- [PROBLEM STATEMENT]
From the first line to the last, give the records again exactly.

___ TASK MATERIAL

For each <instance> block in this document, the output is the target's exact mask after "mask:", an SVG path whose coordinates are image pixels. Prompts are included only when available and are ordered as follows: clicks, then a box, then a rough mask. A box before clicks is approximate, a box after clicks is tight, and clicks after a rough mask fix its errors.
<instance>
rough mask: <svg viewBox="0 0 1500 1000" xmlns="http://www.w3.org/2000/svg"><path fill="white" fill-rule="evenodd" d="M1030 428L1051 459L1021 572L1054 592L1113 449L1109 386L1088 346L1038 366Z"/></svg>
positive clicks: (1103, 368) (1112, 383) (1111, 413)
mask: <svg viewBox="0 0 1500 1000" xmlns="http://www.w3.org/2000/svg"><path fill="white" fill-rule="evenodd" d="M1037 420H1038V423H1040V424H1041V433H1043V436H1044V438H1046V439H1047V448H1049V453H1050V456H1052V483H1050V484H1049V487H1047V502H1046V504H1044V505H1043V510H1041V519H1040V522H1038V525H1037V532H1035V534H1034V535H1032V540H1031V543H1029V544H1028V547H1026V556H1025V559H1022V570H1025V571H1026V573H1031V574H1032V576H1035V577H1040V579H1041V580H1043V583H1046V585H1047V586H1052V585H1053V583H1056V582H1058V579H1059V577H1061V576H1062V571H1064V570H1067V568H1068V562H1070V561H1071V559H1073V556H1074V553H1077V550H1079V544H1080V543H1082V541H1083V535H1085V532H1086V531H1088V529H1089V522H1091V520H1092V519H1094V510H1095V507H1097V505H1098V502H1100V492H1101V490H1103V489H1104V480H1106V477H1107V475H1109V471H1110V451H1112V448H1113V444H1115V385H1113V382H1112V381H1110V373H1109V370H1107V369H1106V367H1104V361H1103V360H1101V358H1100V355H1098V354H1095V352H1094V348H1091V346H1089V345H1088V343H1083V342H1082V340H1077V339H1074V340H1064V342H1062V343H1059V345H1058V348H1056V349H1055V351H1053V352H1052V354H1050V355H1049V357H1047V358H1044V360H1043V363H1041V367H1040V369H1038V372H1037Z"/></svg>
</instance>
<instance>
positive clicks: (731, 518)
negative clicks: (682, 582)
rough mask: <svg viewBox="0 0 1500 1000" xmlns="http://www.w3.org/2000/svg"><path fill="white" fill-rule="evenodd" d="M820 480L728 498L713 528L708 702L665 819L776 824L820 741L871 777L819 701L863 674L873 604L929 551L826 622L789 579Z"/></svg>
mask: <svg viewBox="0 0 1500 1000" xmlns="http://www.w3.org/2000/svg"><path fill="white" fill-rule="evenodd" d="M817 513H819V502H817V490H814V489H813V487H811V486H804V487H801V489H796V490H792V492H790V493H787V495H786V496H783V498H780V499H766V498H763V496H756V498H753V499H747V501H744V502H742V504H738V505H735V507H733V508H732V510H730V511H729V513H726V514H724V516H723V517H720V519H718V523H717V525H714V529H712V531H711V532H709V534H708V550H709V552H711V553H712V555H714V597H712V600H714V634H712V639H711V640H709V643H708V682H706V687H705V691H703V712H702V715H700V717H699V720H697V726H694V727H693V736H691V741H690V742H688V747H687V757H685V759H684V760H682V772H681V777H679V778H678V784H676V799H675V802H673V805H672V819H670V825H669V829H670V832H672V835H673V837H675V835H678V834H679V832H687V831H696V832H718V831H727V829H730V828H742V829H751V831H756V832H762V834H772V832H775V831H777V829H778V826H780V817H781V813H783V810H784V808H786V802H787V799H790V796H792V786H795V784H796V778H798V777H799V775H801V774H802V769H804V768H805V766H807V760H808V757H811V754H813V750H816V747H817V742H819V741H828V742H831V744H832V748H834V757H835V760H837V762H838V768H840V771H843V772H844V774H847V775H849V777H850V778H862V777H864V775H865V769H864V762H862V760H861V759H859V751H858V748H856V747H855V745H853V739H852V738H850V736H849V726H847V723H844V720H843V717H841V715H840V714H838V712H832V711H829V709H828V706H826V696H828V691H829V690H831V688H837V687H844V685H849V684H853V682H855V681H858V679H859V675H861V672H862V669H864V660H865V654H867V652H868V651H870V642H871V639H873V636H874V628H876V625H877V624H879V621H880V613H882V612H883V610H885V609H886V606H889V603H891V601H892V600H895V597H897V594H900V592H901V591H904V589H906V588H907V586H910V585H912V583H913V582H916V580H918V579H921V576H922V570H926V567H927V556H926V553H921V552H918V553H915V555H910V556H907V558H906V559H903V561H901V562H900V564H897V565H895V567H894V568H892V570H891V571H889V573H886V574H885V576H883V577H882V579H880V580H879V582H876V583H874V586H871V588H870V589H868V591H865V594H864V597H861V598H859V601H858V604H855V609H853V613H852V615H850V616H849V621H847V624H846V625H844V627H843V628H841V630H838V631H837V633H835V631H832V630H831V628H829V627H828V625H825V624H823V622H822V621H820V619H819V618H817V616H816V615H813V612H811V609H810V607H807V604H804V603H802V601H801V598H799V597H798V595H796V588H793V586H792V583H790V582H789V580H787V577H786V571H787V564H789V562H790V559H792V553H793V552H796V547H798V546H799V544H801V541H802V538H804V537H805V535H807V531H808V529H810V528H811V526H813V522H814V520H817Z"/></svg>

______

- [ANSWER TO THE PROBLEM]
For each <instance> block in this document, the output is the target's exact mask after "mask:", an SVG path whose coordinates are image pixels. Prompts are included only when available and are ordered as follows: clicks, then a box, then a rough mask. A box before clicks is approximate, a box after clicks is tight, and clicks after a rough mask fix its errors.
<instance>
rough mask: <svg viewBox="0 0 1500 1000" xmlns="http://www.w3.org/2000/svg"><path fill="white" fill-rule="evenodd" d="M1030 428L1051 459L1021 572L1054 592L1113 449L1109 386L1088 346L1038 366Z"/></svg>
positive clicks: (1103, 368) (1112, 383) (1111, 413)
mask: <svg viewBox="0 0 1500 1000" xmlns="http://www.w3.org/2000/svg"><path fill="white" fill-rule="evenodd" d="M1037 420H1038V423H1040V424H1041V433H1043V436H1044V438H1046V439H1047V448H1049V453H1050V456H1052V483H1050V484H1049V487H1047V502H1046V504H1044V505H1043V510H1041V519H1040V522H1038V525H1037V532H1035V534H1034V535H1032V540H1031V543H1029V544H1028V547H1026V556H1025V559H1022V570H1025V571H1026V573H1031V574H1032V576H1035V577H1040V579H1041V580H1043V583H1046V585H1047V586H1052V585H1053V583H1056V582H1058V579H1059V577H1061V576H1062V571H1064V570H1067V568H1068V562H1070V561H1071V559H1073V556H1074V553H1077V550H1079V544H1080V543H1082V541H1083V535H1085V532H1086V531H1088V529H1089V522H1091V520H1092V519H1094V510H1095V507H1097V505H1098V502H1100V492H1101V490H1103V489H1104V480H1106V477H1107V475H1109V471H1110V451H1112V448H1113V444H1115V385H1113V382H1112V381H1110V373H1109V370H1107V369H1106V367H1104V361H1103V360H1101V358H1100V355H1098V354H1095V352H1094V348H1091V346H1089V345H1088V343H1083V342H1082V340H1077V339H1074V340H1064V342H1062V343H1059V345H1058V348H1056V349H1055V351H1053V352H1052V354H1050V355H1049V357H1047V358H1044V360H1043V363H1041V367H1040V369H1038V372H1037Z"/></svg>
</instance>
<instance>
positive clicks: (731, 518)
negative clicks: (682, 582)
rough mask: <svg viewBox="0 0 1500 1000" xmlns="http://www.w3.org/2000/svg"><path fill="white" fill-rule="evenodd" d="M820 480L728 498L713 528L708 702L665 819L776 824L820 741L871 777L819 701L863 674L873 604L929 551L826 622L789 579Z"/></svg>
mask: <svg viewBox="0 0 1500 1000" xmlns="http://www.w3.org/2000/svg"><path fill="white" fill-rule="evenodd" d="M817 513H819V502H817V490H814V489H813V487H811V486H804V487H801V489H796V490H792V492H790V493H787V495H786V496H783V498H780V499H766V498H763V496H756V498H753V499H747V501H744V502H742V504H738V505H735V507H733V508H732V510H730V511H729V513H726V514H724V516H723V517H720V519H718V523H717V525H714V529H712V531H711V532H709V534H708V550H709V552H711V553H712V555H714V597H712V600H714V634H712V639H711V640H709V643H708V682H706V687H705V691H703V712H702V715H700V717H699V720H697V726H694V727H693V736H691V741H690V742H688V747H687V757H685V759H684V760H682V772H681V777H679V778H678V784H676V799H675V802H673V805H672V819H670V825H669V829H670V832H672V835H673V837H675V835H678V834H679V832H687V831H696V832H718V831H727V829H730V828H742V829H751V831H756V832H762V834H772V832H775V831H777V829H778V826H780V817H781V813H783V810H784V808H786V802H787V799H790V796H792V786H795V784H796V778H798V777H799V775H801V774H802V769H804V768H805V766H807V760H808V757H811V754H813V750H816V747H817V742H819V741H828V742H831V744H832V748H834V757H835V760H837V762H838V768H840V771H843V772H844V774H847V775H849V777H850V778H862V777H864V775H865V769H864V762H862V760H861V759H859V751H858V748H856V747H855V745H853V739H852V738H850V736H849V726H847V723H844V720H843V717H841V715H840V714H838V712H832V711H829V709H828V706H826V696H828V691H829V690H831V688H837V687H844V685H849V684H853V682H855V681H858V679H859V675H861V672H862V669H864V660H865V654H867V652H868V651H870V642H871V639H873V636H874V628H876V625H877V624H879V621H880V613H882V612H883V610H885V609H886V606H889V603H891V601H892V600H895V597H897V594H900V592H901V591H904V589H906V588H907V586H910V585H912V583H913V582H916V580H918V579H921V576H922V570H926V567H927V556H926V553H921V552H918V553H915V555H910V556H907V558H906V559H903V561H901V562H900V564H897V565H895V567H894V568H892V570H891V571H889V573H886V574H885V576H883V577H882V579H880V580H879V582H876V583H874V586H871V588H870V589H868V591H865V594H864V597H861V598H859V601H858V604H855V609H853V613H852V615H850V616H849V621H847V624H846V625H844V627H843V628H841V630H838V631H837V633H835V631H832V630H831V628H829V627H828V625H825V624H823V622H822V621H820V619H819V618H817V616H816V615H813V612H811V609H810V607H807V604H804V603H802V601H801V598H799V597H798V595H796V588H793V586H792V583H790V582H789V580H787V577H786V571H787V564H789V562H790V559H792V553H793V552H796V547H798V546H799V544H801V541H802V538H804V537H805V535H807V531H808V529H810V528H811V526H813V522H814V520H817Z"/></svg>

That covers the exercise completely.